▶ _Task requirements_
Each line of the listing that includes the string "puppy" needs to be located and copied.

▶ _The input_
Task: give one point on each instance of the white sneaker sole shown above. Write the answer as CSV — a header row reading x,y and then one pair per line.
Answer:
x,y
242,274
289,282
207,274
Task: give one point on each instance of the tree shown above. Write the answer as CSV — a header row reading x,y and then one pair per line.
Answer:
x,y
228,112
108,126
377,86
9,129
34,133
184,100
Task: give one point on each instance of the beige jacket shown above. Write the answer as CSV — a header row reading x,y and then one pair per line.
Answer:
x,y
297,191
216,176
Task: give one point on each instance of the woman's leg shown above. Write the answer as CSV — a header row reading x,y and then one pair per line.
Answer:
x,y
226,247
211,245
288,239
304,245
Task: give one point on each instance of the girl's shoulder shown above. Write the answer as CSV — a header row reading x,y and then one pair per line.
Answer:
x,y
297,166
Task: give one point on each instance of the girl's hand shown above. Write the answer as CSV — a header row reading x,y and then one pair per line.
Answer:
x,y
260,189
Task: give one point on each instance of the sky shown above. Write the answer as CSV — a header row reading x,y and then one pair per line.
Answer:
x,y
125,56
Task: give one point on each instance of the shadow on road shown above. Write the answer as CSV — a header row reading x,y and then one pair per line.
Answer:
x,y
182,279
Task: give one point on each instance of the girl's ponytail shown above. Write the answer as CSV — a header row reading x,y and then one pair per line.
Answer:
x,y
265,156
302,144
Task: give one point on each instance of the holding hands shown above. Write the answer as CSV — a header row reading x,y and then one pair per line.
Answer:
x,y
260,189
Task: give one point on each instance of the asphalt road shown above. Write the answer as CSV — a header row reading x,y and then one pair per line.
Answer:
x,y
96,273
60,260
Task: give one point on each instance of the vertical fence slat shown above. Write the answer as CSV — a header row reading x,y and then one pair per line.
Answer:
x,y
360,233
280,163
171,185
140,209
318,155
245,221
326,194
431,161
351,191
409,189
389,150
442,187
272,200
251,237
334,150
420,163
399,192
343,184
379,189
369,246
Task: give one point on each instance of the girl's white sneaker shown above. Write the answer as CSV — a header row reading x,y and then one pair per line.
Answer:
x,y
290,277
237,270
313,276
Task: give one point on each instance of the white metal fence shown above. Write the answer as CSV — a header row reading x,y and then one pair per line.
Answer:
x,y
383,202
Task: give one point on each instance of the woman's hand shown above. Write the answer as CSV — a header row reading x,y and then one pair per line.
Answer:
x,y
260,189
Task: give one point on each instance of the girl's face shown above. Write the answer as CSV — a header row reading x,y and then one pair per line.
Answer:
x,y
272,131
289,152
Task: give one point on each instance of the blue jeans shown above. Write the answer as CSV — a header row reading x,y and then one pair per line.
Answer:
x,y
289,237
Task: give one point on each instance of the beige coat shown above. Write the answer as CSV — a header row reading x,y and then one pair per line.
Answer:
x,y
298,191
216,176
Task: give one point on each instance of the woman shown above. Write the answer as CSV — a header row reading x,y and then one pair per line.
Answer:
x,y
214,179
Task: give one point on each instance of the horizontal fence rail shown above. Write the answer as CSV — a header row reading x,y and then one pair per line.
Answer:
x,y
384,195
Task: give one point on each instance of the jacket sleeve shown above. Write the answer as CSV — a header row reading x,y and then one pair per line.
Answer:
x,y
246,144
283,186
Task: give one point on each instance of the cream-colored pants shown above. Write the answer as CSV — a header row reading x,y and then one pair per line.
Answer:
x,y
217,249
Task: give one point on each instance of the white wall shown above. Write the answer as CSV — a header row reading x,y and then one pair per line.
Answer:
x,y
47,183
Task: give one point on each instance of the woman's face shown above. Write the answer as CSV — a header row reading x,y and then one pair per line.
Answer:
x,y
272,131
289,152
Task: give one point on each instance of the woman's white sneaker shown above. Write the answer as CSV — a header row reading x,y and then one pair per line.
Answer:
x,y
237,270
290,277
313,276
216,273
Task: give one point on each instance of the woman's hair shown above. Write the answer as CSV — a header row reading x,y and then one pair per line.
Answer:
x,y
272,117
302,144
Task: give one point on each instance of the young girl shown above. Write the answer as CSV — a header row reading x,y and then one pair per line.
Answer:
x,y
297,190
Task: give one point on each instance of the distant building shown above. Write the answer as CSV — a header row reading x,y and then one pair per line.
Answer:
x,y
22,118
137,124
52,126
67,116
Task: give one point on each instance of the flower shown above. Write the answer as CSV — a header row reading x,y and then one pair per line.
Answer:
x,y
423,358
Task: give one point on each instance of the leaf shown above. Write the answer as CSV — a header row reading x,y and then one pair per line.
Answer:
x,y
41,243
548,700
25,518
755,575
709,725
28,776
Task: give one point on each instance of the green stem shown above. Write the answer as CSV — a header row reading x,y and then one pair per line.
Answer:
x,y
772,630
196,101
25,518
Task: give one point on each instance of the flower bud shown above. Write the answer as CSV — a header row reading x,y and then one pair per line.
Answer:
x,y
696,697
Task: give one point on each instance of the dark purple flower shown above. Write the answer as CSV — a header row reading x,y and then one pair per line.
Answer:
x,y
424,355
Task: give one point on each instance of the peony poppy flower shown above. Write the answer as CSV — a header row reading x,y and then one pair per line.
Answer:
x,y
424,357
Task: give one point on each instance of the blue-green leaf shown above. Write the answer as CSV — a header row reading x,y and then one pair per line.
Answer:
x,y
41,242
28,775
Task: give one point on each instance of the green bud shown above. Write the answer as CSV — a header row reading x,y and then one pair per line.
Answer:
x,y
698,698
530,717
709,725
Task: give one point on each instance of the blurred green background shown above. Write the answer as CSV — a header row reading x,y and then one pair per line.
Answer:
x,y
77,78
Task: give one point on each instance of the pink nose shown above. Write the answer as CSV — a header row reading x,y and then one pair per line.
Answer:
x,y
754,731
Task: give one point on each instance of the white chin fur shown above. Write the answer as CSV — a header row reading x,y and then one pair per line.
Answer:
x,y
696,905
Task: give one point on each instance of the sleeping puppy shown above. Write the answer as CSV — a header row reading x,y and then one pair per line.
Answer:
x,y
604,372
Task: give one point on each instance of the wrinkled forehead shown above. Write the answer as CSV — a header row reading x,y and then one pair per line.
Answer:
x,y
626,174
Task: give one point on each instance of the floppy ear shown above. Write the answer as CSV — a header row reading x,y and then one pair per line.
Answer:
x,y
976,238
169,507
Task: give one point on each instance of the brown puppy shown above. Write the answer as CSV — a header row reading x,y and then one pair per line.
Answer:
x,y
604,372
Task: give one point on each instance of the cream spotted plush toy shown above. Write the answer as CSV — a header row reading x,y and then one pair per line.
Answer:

▶ _Task solution_
Task: give one point on each instance of the sleeping puppy shown above. Write the answer as CSV — a header row reading x,y and then one pair per line.
Task: give one point on each instance of the brown puppy shown above. Write the answer as CSV — a header row reading x,y and then one pair per line.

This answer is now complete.